*WHAT IS ASKED*
Tally how many lines in the records below contain the string "window", counting a match only when its case agrees. Reply with that number alone.
---- TASK INPUTS
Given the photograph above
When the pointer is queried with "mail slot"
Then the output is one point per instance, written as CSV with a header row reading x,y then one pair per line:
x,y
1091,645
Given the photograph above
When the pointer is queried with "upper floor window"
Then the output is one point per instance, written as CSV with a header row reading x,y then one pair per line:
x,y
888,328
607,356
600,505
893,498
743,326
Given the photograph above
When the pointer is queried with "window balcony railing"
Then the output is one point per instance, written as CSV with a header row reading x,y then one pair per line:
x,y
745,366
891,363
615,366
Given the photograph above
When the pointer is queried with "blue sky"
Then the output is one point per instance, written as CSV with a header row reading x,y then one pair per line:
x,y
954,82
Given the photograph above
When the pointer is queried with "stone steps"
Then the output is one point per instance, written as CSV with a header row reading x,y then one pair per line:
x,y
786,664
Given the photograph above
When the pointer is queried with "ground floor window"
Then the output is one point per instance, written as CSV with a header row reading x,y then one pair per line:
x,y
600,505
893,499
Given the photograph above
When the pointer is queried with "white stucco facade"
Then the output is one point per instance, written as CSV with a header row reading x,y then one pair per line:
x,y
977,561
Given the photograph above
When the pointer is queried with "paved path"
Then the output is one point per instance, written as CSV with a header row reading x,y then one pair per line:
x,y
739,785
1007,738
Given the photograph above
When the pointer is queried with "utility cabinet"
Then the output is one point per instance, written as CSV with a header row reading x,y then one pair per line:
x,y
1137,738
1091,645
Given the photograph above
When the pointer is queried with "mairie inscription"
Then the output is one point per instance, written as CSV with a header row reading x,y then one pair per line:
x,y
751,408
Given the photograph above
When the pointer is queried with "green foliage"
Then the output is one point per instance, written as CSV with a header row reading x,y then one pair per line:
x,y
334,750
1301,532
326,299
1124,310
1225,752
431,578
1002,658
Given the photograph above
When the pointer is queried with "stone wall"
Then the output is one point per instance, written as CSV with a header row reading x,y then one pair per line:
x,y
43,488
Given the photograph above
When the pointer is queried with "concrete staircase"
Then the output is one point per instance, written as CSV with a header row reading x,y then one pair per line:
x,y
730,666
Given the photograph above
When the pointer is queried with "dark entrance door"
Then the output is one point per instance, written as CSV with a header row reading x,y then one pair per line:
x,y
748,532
--------
*RESPONSE*
3